— Start PAGE EXTRACT —

7. On June 5, 1946, Raghunath Das filed in the court of the Senior Subordinate Judge, Ambala a suit being Suit No. 239 of 1946 out of which the present appeal has arisen. In this suit Raghunath Das claimed that Gokul Chand he ordered to transfer G.P. Notes of the value of Rs. 13,200 out of the G.P. Notes of the value of Rs. 26,500 to Raghunath Das and Mst. Daropadi by means of endorsement or some other legal way, to get them entered into the Government registers and to make them over to Raghunath Das, the plaintiff. Particulars of the numbers, the year of issue, the face value and the interest payable on all the said G.P. Notes were set out in the prayer. There was an alternative prayer that Gokul Chand be ordered to pay Rs. 13,200 to the plaintiff. Gokul Chand filed his written statement taking a number of pleas in bar to the suit. Not less than 12 issues were raised, out of which only issues Nos. 2 and 3 appear from the judgment of the Subordinate Judge to have been seriously pressed. Those two issues were as follows :- '(2) Is the suit within time and (3) Is the suit barred by Order 2, Rule 2 of the Civil Procedure Code ?' The Subordinate Judge decided both the issues in favour of the plaintiff. He held that Art. 49 of the Indian Limitation Act had no application to the facts of this case and that there being no other specific Article applicable, the suit was governed by the residuary Art. 120. The learned Subordinate Judge also took the view that the period from November 15, 1939 to March 15, 1945, spent in the execution proceedings should be excluded under section 14 of the Indian Limitation Act in computing the period of limitation under Art. 120. The learned Subordinate Judge also held that the cause of action in the earlier suit for the recovery of the sum of Rs. 7,310-11-3 was not the same as the cause of action in the present suit and, therefore, the present suit was not barred under O. 2, r. 2, of the Code of Civil Procedure. The learned Subordinate Judge accordingly decreed the suit in favour of Raghunath Das. Gokul Chand appealed to the High Court.

— End PAGE EXTRACT —

• **OBJECTIVE 1**
Sum up the court passage in two sentences.
The court passage has nothing to do with the listing that follows it.

— Start EXERCISE INPUT —

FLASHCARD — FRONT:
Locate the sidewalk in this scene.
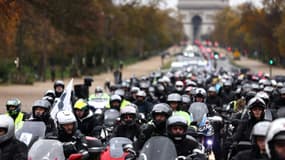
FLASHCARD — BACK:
[0,47,176,113]
[213,48,285,76]
[234,57,285,76]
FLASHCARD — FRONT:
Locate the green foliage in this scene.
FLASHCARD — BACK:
[0,0,183,81]
[212,0,285,63]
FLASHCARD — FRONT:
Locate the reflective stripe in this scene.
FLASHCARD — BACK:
[173,111,191,126]
[6,112,24,132]
[15,112,24,131]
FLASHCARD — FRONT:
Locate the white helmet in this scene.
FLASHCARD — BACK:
[136,91,146,97]
[167,93,182,102]
[265,118,285,159]
[0,114,15,144]
[121,104,137,115]
[56,111,77,125]
[250,121,271,140]
[255,91,269,105]
[131,87,140,93]
[196,88,207,98]
[175,81,184,91]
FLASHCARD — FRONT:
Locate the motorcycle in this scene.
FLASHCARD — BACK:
[100,109,120,142]
[28,139,83,160]
[100,137,136,160]
[138,136,177,160]
[189,102,214,156]
[15,121,46,148]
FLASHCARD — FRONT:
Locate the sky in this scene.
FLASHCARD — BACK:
[166,0,262,8]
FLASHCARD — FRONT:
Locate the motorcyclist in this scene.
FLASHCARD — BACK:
[233,97,265,142]
[219,80,235,104]
[181,94,191,112]
[233,121,271,160]
[0,114,28,160]
[272,87,285,110]
[29,99,57,136]
[166,116,206,160]
[167,93,191,125]
[173,81,184,95]
[6,98,29,131]
[88,86,110,101]
[42,90,55,106]
[265,118,285,160]
[195,88,214,116]
[134,91,153,117]
[136,103,172,150]
[106,94,122,112]
[115,89,131,108]
[56,111,88,159]
[112,105,140,141]
[73,99,100,137]
[53,80,64,98]
[206,86,222,109]
[128,87,140,103]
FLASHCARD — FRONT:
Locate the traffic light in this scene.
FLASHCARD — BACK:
[268,59,274,65]
[214,52,219,59]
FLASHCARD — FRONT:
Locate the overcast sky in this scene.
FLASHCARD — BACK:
[166,0,262,8]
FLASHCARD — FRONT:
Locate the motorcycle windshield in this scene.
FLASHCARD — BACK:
[110,137,133,158]
[88,99,109,109]
[138,136,177,160]
[28,139,65,160]
[188,102,209,123]
[15,121,46,147]
[104,109,120,127]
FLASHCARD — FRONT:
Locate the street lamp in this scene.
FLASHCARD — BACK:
[268,58,274,77]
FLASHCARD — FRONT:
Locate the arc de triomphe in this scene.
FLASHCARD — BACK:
[177,0,229,40]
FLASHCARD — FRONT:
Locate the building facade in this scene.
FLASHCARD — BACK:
[177,0,229,41]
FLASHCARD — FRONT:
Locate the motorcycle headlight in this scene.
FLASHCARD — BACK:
[207,139,213,145]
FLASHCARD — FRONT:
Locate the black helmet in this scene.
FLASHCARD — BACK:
[53,80,64,97]
[120,104,137,126]
[166,116,188,141]
[151,103,172,130]
[53,80,64,89]
[151,103,172,119]
[248,97,265,110]
[32,99,51,121]
[6,98,22,116]
[245,91,256,103]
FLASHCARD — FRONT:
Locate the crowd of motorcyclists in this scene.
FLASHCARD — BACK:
[0,49,285,160]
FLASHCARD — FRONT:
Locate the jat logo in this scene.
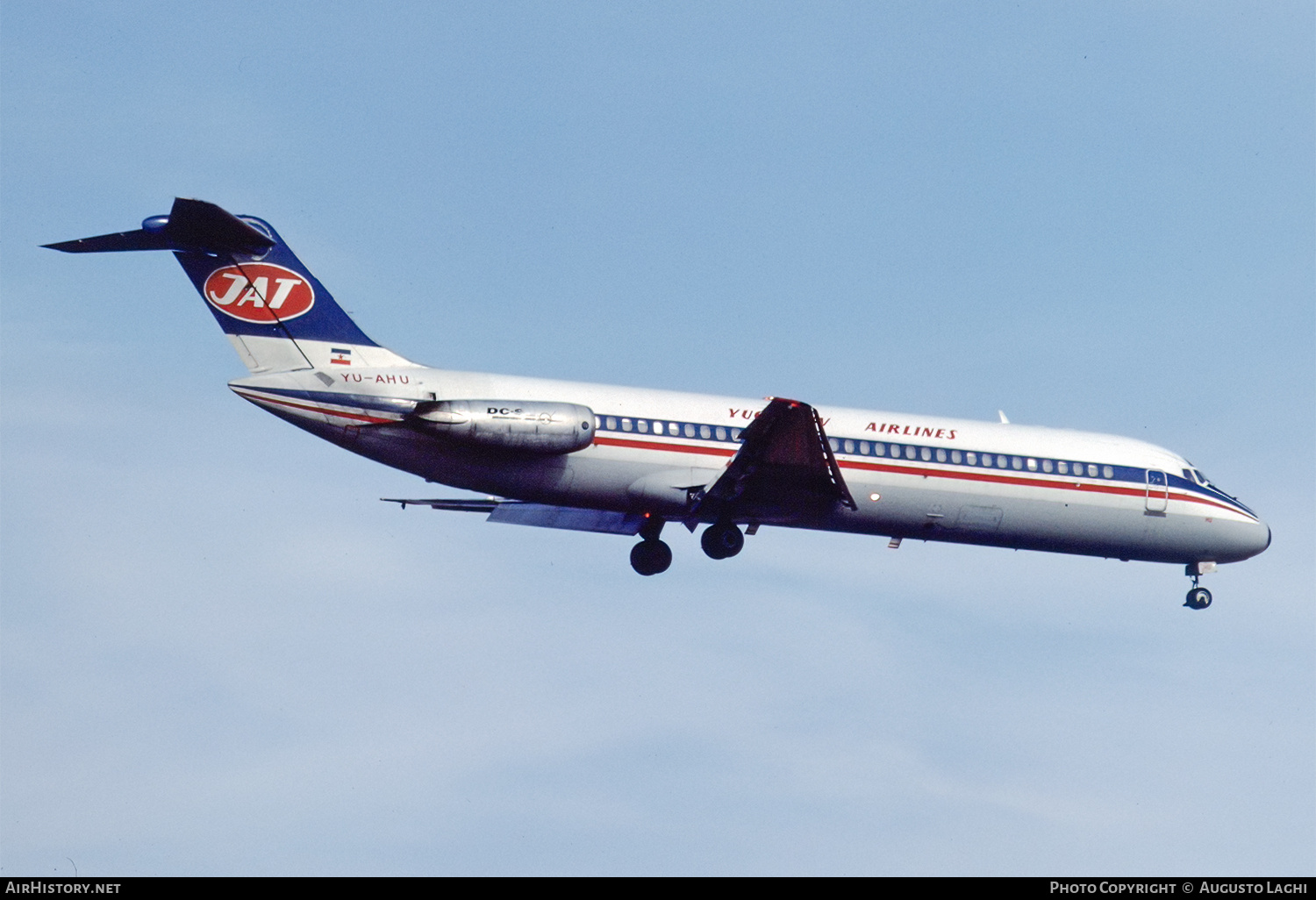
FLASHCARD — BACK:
[202,263,316,325]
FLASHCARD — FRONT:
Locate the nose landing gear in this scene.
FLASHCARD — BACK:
[1184,562,1216,610]
[631,516,671,575]
[1184,579,1211,610]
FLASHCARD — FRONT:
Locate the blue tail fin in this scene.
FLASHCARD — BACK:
[46,197,411,373]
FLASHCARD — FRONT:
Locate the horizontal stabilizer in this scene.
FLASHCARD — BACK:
[381,497,645,534]
[42,197,274,255]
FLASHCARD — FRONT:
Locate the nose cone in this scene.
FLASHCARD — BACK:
[1229,518,1270,560]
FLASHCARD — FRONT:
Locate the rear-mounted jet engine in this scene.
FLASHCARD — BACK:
[407,400,594,454]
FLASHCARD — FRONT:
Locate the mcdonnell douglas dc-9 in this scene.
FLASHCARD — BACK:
[46,199,1270,610]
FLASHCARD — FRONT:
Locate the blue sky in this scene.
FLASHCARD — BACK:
[0,2,1316,875]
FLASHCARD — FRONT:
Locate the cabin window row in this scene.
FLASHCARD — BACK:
[595,416,742,441]
[595,416,1121,481]
[828,439,1115,478]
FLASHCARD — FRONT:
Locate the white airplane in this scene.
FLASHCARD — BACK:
[46,199,1270,610]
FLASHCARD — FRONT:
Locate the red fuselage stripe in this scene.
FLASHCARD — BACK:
[594,436,1247,515]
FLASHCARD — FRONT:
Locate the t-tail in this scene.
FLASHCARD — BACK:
[45,197,412,373]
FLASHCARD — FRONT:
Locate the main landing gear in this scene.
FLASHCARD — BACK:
[631,516,755,575]
[1184,562,1216,610]
[631,516,671,575]
[699,523,745,560]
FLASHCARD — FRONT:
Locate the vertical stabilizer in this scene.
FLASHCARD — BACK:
[46,197,412,373]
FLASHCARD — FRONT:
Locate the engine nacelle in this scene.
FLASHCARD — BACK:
[407,400,594,454]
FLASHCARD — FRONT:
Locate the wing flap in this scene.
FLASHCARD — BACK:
[381,497,645,534]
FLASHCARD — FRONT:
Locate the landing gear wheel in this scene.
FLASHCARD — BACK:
[631,539,671,575]
[699,523,745,560]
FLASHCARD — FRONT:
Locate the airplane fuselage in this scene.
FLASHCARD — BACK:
[231,363,1270,565]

— End EXERCISE INPUT —

• **OBJECTIVE 2**
Duplicate the listing from its first line through the line containing "[212,0,285,63]", leaving out the pictures.

• **WRITTEN ANSWER 1**
In 1946 Raghunath Das sued Gokul Chand, asking that G.P. Notes worth Rs. 13,200 be transferred to him or, alternatively, that Gokul Chand pay him Rs. 13,200. The Subordinate Judge found the suit within time under Art. 120 and not barred by Order 2, Rule 2, decreed it in favor of Raghunath Das, and Gokul Chand appealed to the High Court.

• **WRITTEN ANSWER 2**
FLASHCARD — FRONT:
Locate the sidewalk in this scene.
FLASHCARD — BACK:
[0,47,176,113]
[213,48,285,76]
[234,57,285,76]
FLASHCARD — FRONT:
Locate the green foliage in this scene.
FLASHCARD — BACK:
[0,0,183,81]
[212,0,285,63]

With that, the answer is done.